**Exercise details**:
Count the lines in the data below that contain the word "fountain". Reply with the number only.

-.-.-

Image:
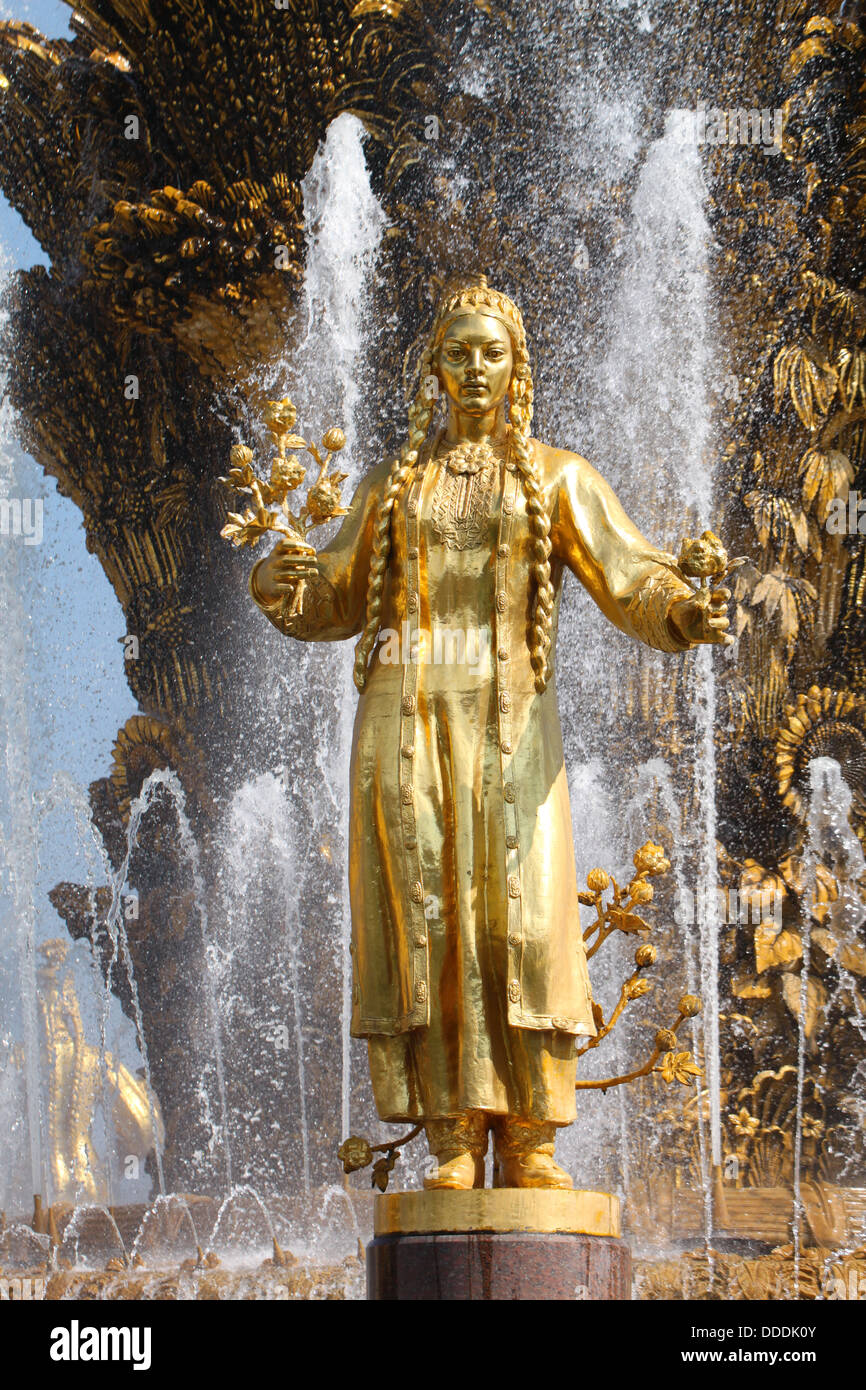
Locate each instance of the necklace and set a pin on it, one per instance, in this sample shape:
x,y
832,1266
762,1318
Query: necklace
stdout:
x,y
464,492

-.-.-

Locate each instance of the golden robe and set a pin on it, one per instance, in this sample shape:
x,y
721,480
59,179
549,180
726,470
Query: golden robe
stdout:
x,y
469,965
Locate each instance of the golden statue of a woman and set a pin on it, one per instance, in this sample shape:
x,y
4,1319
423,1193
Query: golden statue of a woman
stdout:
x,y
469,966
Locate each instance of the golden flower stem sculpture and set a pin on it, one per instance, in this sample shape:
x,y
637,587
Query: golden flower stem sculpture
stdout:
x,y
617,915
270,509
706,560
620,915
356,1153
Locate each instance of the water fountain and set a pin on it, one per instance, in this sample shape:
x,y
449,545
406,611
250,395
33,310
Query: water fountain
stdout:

-.-.-

**Exercise result**:
2